(Supplied passage Opens)

I’ve learned one thing about romantic love in all my years. It takes two people. Those two people must want to make it work. During my first year of college, I asked my mother how you know if a man was the right one to marry. I remember clearly, she said “you never know.”
So, falling in love is always a risk. We romance authors write plenty of stories about heroes and heroines hurt by love. We also strive to make our endings “happily-ever-after.” No such thing in real life, but sometimes we come close to it.
When I opened the door to a blind date after four years single and no dates, I had no clue that five years later, I’d marry the guy and twenty years after that, we’d still be together. Our first conversation around dinner was about his two nearly grown children and mine. Our kids were the same age. Then we talked computers. I was a technical writer and he was a computer programmer. We had something in common.
What do you remember talking about to your significant other when you first met?

(Supplied passage Closes)
(Supplied information Opens)

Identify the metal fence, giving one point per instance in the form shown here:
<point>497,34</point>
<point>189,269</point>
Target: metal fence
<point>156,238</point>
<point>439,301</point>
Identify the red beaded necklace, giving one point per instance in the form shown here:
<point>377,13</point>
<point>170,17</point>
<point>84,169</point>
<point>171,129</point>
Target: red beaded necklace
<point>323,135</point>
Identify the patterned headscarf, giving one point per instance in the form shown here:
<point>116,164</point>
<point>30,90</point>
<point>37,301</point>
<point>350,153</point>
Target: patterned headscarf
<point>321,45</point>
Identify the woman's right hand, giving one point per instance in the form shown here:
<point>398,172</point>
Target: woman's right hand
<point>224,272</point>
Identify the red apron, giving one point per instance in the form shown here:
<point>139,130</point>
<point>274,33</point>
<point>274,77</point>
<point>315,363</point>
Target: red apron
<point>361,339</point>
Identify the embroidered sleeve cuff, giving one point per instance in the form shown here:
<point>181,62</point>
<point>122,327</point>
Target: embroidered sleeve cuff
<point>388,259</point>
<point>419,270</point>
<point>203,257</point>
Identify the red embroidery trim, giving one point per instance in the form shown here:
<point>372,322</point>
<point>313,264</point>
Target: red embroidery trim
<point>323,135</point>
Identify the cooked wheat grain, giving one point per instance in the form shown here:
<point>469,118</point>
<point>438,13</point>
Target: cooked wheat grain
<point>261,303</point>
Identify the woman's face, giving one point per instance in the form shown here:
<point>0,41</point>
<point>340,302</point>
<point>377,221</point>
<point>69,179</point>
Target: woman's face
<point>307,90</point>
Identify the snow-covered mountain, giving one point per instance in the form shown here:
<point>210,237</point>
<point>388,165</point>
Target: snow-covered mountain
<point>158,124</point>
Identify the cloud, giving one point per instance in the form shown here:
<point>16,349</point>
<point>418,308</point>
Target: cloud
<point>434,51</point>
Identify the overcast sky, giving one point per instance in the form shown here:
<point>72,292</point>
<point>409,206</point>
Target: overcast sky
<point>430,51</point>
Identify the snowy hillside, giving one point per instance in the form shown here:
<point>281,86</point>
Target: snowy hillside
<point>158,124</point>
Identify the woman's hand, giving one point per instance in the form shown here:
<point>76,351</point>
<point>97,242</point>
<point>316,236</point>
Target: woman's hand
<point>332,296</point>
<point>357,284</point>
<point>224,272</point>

(Supplied information Closes)

• Requirement: Rewrite the essay on love from "I’ve learned one" up to and including "close to it.", changing "romance authors" to "fiction writers". The lines are material separate from the essay on love.

• Solved problem:
I’ve learned one thing about romantic love in all my years. It takes two people. Those two people must want to make it work. During my first year of college, I asked my mother how you know if a man was the right one to marry. I remember clearly, she said “you never know.”
So, falling in love is always a risk. We fiction writers write plenty of stories about heroes and heroines hurt by love. We also strive to make our endings “happily-ever-after.” No such thing in real life, but sometimes we come close to it.